= Requirements =
Copy the entries below word for word, leaving out the pictures.

= Dataset rows showing where objects appear =
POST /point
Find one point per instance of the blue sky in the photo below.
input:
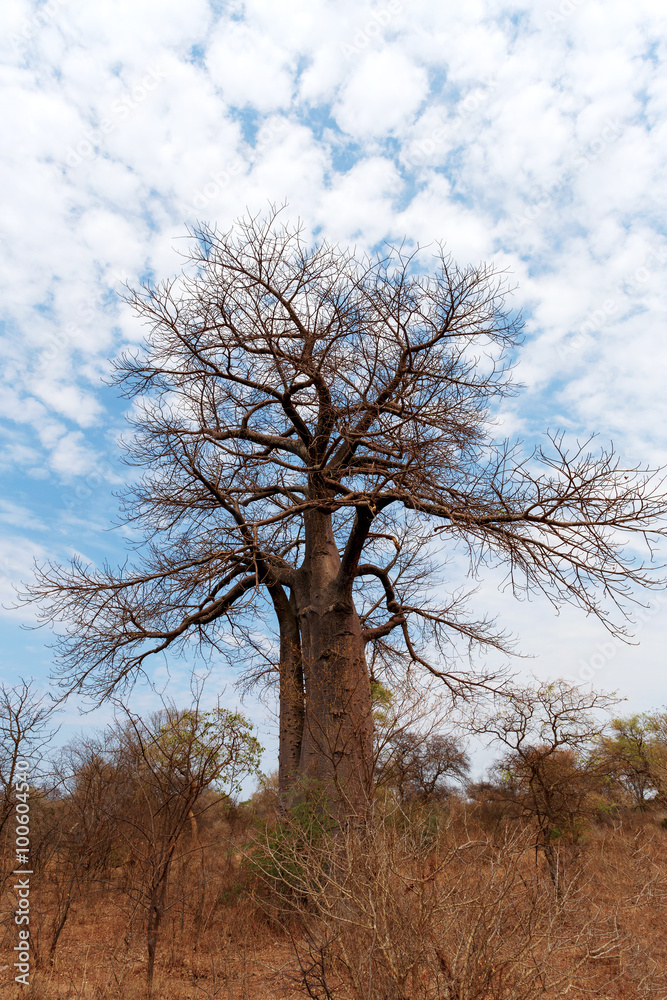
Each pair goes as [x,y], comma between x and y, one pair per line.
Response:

= Full response =
POST /point
Find one point per instance of the blue sky in the photo below.
input:
Each pair goes as [x,y], comma between x and y, one pair per line.
Response:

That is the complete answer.